## [Problem to solve]
Return the review of Fighting Talk word for word, in full.

## [Supplied text]
+++
Colin S. Gray’s Fighting Talk: Forty Maxims on War, Peace, and Strategy should be a great book. It should decisively fill the unmet need for a work that explains high Clausewitzian strategy to the masses.

In this it fails.

It is too self-referential, with Gray constantly referring to himself as “this strategist” or as a “practicing strategist”. There’s too much transparent humility, too many defenses against being a war monger, and too much insider jargon. It’s too stuck in 2006, a very dreary year that may hold little interest a generation from now. The construction of sentences is often ludicrously overwrought. It could use a good editor to strike out the layers of accretion that disguise what are actually some very good points. It reminds me of John Keegan’s A History of Warfare. A potentially great book by a distinguished author that is fatally flawed, in Keegan’s case by a stunningly awful ignorance of Clausewitz.
+++
## [Information supplied]

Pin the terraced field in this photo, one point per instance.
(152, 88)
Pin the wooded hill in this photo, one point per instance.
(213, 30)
+++
## [Result for this task]
Colin S. Gray’s Fighting Talk: Forty Maxims on War, Peace, and Strategy should be a great book. It should decisively fill the unmet need for a work that explains high Clausewitzian strategy to the masses.

In this it fails.

It is too self-referential, with Gray constantly referring to himself as “this strategist” or as a “practicing strategist”. There’s too much transparent humility, too many defenses against being a war monger, and too much insider jargon. It’s too stuck in 2006, a very dreary year that may hold little interest a generation from now. The construction of sentences is often ludicrously overwrought. It could use a good editor to strike out the layers of accretion that disguise what are actually some very good points. It reminds me of John Keegan’s A History of Warfare. A potentially great book by a distinguished author that is fatally flawed, in Keegan’s case by a stunningly awful ignorance of Clausewitz.